* PROBLEM DETAILS *
Print the records below word for word, leaving every line as it is.

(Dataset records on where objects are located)
________________________

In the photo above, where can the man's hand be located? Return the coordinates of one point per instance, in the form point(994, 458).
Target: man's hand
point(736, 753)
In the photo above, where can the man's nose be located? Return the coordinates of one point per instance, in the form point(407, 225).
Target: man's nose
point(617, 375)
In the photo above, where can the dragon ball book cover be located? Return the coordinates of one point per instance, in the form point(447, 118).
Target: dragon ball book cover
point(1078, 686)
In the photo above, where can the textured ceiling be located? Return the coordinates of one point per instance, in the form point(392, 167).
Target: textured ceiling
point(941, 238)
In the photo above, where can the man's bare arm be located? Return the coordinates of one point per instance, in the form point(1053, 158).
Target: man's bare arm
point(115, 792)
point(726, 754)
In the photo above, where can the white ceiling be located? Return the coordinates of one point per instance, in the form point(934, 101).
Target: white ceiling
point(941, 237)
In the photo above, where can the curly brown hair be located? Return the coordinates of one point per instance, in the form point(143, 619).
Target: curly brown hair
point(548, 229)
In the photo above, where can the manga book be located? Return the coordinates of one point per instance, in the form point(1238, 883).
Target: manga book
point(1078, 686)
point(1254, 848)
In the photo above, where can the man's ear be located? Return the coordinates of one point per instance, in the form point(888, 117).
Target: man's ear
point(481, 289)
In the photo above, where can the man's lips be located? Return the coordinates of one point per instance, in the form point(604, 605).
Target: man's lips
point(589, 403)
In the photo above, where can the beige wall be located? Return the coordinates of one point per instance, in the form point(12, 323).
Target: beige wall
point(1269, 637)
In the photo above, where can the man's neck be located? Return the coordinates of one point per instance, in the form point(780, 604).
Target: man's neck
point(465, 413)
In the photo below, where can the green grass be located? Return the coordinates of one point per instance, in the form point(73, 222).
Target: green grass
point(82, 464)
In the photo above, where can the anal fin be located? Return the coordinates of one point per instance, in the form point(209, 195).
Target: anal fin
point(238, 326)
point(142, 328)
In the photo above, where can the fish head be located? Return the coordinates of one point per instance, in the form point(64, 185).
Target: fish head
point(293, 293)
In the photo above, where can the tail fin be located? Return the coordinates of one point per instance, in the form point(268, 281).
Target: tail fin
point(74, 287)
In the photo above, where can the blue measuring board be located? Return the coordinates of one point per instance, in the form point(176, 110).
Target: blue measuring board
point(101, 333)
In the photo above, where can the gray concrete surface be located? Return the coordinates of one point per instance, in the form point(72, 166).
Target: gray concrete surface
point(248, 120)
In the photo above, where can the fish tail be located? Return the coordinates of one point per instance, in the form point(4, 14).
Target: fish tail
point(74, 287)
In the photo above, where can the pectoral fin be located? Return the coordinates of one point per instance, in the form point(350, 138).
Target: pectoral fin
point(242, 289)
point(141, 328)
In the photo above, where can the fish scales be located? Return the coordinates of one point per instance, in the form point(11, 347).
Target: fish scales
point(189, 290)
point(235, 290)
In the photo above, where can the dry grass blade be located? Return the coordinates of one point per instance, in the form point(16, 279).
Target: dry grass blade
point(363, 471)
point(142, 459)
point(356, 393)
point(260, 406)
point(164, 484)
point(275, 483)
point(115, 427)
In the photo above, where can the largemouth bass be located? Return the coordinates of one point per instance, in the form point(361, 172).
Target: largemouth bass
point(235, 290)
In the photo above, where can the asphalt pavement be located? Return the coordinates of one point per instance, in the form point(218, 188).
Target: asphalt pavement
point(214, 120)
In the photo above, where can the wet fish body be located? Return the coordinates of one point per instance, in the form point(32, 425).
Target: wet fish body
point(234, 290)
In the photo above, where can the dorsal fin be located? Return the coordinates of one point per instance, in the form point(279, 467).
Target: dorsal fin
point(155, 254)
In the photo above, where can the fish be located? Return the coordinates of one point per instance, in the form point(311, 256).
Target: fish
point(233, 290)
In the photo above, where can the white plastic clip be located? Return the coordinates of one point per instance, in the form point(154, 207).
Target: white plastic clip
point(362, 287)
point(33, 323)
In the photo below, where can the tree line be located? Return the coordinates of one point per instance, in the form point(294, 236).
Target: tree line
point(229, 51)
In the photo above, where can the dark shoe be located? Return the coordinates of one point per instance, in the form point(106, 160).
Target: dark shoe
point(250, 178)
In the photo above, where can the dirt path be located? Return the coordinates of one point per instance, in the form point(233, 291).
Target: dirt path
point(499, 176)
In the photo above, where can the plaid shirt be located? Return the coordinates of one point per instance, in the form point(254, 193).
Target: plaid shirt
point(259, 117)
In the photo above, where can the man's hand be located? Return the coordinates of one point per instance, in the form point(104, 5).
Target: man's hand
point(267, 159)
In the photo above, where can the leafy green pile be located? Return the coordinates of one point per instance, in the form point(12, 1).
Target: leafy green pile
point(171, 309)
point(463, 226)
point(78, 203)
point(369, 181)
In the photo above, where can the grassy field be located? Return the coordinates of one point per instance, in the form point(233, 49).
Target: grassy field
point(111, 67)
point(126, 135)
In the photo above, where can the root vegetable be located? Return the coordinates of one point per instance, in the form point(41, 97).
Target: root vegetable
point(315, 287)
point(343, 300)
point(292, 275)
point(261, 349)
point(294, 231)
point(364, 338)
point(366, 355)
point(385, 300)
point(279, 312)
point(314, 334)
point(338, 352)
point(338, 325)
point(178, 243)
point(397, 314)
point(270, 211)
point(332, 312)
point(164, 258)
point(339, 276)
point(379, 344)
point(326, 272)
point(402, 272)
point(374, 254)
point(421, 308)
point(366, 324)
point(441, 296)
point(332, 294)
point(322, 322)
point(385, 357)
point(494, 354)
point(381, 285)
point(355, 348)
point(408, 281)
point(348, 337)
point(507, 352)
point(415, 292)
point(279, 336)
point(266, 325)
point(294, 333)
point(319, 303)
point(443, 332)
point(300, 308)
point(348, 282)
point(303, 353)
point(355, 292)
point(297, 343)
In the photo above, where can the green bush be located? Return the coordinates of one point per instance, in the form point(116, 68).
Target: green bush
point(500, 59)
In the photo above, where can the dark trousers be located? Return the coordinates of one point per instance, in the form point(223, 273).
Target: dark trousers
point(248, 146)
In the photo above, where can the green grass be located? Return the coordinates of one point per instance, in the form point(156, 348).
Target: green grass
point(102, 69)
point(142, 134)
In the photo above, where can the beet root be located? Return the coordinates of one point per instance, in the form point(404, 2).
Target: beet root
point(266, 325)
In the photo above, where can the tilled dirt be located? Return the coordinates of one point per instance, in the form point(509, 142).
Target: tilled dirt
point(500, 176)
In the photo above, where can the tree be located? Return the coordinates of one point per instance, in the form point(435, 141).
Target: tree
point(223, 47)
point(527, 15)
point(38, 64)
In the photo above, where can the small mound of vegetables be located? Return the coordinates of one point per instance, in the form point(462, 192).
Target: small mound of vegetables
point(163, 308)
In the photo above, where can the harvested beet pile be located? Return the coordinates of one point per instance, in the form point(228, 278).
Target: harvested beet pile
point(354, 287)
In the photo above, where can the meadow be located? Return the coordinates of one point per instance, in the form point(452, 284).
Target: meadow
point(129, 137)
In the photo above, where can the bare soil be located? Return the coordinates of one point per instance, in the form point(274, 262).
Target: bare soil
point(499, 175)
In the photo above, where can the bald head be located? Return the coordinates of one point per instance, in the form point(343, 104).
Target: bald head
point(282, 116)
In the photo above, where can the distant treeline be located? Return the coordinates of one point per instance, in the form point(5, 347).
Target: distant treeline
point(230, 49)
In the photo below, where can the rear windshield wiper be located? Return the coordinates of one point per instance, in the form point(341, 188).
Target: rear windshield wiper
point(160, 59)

________________________

* SOLUTION TO THE EXERCISE *
In the photo above, where can the man's hand be located? Return the coordinates of one point per instance, in the form point(994, 458).
Target: man's hand
point(736, 753)
In the photo above, where can the man's nose be located? Return the coordinates of one point per instance, in the form point(407, 225).
Target: man's nose
point(617, 375)
In the photo above, where can the dragon ball book cover be located? Return the coordinates of one point per instance, in the form point(447, 118).
Target: dragon ball book cover
point(1078, 686)
In the photo above, where can the textured ceiling be located? Return the coordinates of one point per instance, in the form point(392, 167).
Target: textured ceiling
point(941, 238)
In the photo above, where can the man's bare arm be located? Return the coordinates of one point per instance, in the form point(1053, 158).
Target: man's bare arm
point(115, 792)
point(726, 754)
In the photo above, where can the white ceiling be located? Return the coordinates of one point per instance, in the form point(934, 101).
Target: white ceiling
point(941, 237)
In the photo above, where can the curly brown hair be located? Return the coordinates of one point per instance, in the form point(143, 619).
Target: curly brown hair
point(548, 229)
In the photo above, where can the manga book be located? Return the coordinates of one point per instance, in the form point(1238, 883).
Target: manga book
point(1078, 686)
point(1254, 848)
In the photo above, where can the man's ear be located? Return the coordinates of one point per instance, in the form point(888, 117).
Target: man's ear
point(481, 289)
In the photo above, where can the man's lips be located? Return the coordinates of one point per instance, in the form point(604, 605).
Target: man's lips
point(589, 403)
In the photo above, where can the beige wall be located? Return the coordinates of one point per instance, in the form point(12, 323).
Target: beige wall
point(1269, 637)
In the photo above, where can the man's neck be located? Return the coordinates of one point per instance, in the form point(780, 604).
Target: man's neck
point(465, 413)
In the photo below, where can the green grass be located? Return the coordinates of one point per instance, in the form point(73, 222).
Target: green grass
point(82, 464)
In the photo above, where can the anal fin be located? Return the coordinates of one point per instance, in the form point(209, 195).
Target: anal fin
point(238, 326)
point(142, 328)
In the photo above, where can the fish head be located? Return the coordinates of one point per instance, in the form point(64, 185).
Target: fish head
point(293, 293)
In the photo above, where can the tail fin be located? Return the coordinates of one point per instance, in the form point(268, 281).
Target: tail fin
point(74, 287)
In the photo above, where can the blue measuring board be located? Return the coordinates of one point per instance, in the form point(176, 110).
Target: blue measuring board
point(101, 333)
In the photo above, where can the gray concrete surface be located? Return the coordinates of one point per instance, in the form point(72, 166).
Target: gray concrete surface
point(248, 120)
In the photo above, where can the fish tail be located? Return the coordinates of one point per instance, in the form point(4, 14).
Target: fish tail
point(74, 287)
In the photo above, where can the pectoral fin be located? Return the coordinates of one point per instance, in the form point(350, 138).
Target: pectoral fin
point(242, 289)
point(141, 328)
In the photo above, where can the fish scales be located? Return the coordinates of one point per instance, in the form point(11, 347).
Target: fish scales
point(189, 290)
point(235, 290)
In the photo above, where can the dry grass blade be located? Return the coordinates of one point per instance, in the form point(16, 279).
Target: dry grass blade
point(363, 471)
point(142, 459)
point(356, 393)
point(260, 406)
point(164, 484)
point(275, 483)
point(115, 427)
In the photo above, where can the largemouth bass be located? Return the coordinates of one point per instance, in the form point(361, 172).
Target: largemouth bass
point(235, 290)
In the photo above, where can the asphalt pavement be located? Return the coordinates of one point per instance, in the form point(218, 188).
Target: asphalt pavement
point(214, 120)
In the photo above, where can the wet fish body be located? Return the coordinates of one point per instance, in the form point(32, 425).
Target: wet fish body
point(234, 290)
In the photo above, where can the dorsal fin be located? Return the coordinates of one point per instance, in the form point(279, 467).
Target: dorsal fin
point(155, 254)
In the photo above, where can the fish be located? Return the coordinates of one point per instance, in the form point(311, 256).
Target: fish
point(233, 290)
In the photo above, where can the white plastic clip be located? Return the coordinates of one point per instance, in the form point(154, 207).
Target: white plastic clip
point(362, 287)
point(33, 323)
In the photo below, where can the tree line be located? Return the coordinates of one point per instance, in the form point(294, 236).
Target: tree line
point(229, 51)
In the photo above, where can the dark shoe be located? Return the coordinates of one point per instance, in the form point(106, 160).
Target: dark shoe
point(250, 178)
In the photo above, where can the dirt path be located? Return the coordinates of one point per instance, in the form point(233, 291).
Target: dirt path
point(499, 176)
In the photo above, where can the plaid shirt be located? Return the coordinates of one point per instance, in the form point(254, 193).
Target: plaid shirt
point(259, 117)
In the photo above, where can the man's hand be located? Return the coordinates of one point per instance, in the form point(104, 5).
Target: man's hand
point(267, 159)
In the photo above, where can the leafy green pile be located? Return the coordinates of one point per instance, in the form point(12, 1).
Target: leafy green pile
point(171, 309)
point(463, 226)
point(78, 203)
point(369, 181)
In the photo above, where can the grassy field be located? Return the coordinates of one point per instance, in the form point(233, 49).
Target: grassy field
point(111, 67)
point(126, 135)
In the photo above, where can the root vegetable be located? Return the coordinates of one point per instance, in the form point(41, 97).
Target: root vegetable
point(315, 287)
point(343, 300)
point(292, 275)
point(261, 349)
point(294, 231)
point(364, 338)
point(366, 355)
point(385, 300)
point(279, 312)
point(314, 334)
point(338, 352)
point(338, 325)
point(178, 243)
point(397, 314)
point(270, 211)
point(332, 312)
point(164, 258)
point(339, 276)
point(379, 344)
point(326, 272)
point(402, 272)
point(374, 254)
point(421, 308)
point(366, 324)
point(441, 296)
point(332, 294)
point(322, 322)
point(385, 357)
point(494, 354)
point(381, 285)
point(355, 348)
point(408, 281)
point(348, 337)
point(507, 352)
point(415, 292)
point(279, 336)
point(266, 325)
point(294, 333)
point(319, 303)
point(443, 332)
point(300, 308)
point(348, 282)
point(303, 353)
point(355, 292)
point(297, 343)
In the photo above, where can the green bush be located? Return the coordinates of one point per instance, in the form point(116, 68).
Target: green bush
point(500, 59)
In the photo above, where can the dark trousers be located? Return the coordinates of one point per instance, in the form point(223, 273).
Target: dark trousers
point(248, 146)
In the photo above, where can the green grass be located? Return the coordinates of one point per instance, in the form point(156, 348).
Target: green grass
point(102, 69)
point(142, 134)
In the photo above, where can the beet root be located? Return the coordinates of one point per instance, in the form point(404, 2).
Target: beet root
point(266, 325)
In the photo above, where can the tilled dirt be located? Return the coordinates of one point per instance, in the form point(509, 142).
Target: tilled dirt
point(500, 176)
In the photo above, where can the tree be located? Return the coordinates of one point per instance, in the form point(435, 141).
Target: tree
point(223, 47)
point(527, 15)
point(38, 64)
In the photo above, where can the small mound of vegetables be located? Return the coordinates of one point per instance, in the form point(462, 192).
Target: small mound of vegetables
point(163, 308)
In the photo above, where can the harvested beet pile be located? Return the coordinates of one point per instance, in the form point(228, 278).
Target: harvested beet pile
point(354, 287)
In the photo above, where can the meadow be located? Return the coordinates of one point per instance, in the form point(452, 284).
Target: meadow
point(129, 137)
In the photo above, where can the bare soil be located? Return the coordinates of one point per instance, in the form point(274, 262).
Target: bare soil
point(499, 175)
In the photo above, where can the bald head be located? Return the coordinates of one point per instance, in the form point(343, 104).
Target: bald head
point(282, 116)
In the photo above, where can the distant treeline be located? Return the coordinates of one point per instance, in the form point(5, 347).
Target: distant treeline
point(230, 49)
In the photo below, where can the rear windshield wiper be located? Return the coordinates of one point per instance, in the form point(341, 188).
Target: rear windshield wiper
point(160, 59)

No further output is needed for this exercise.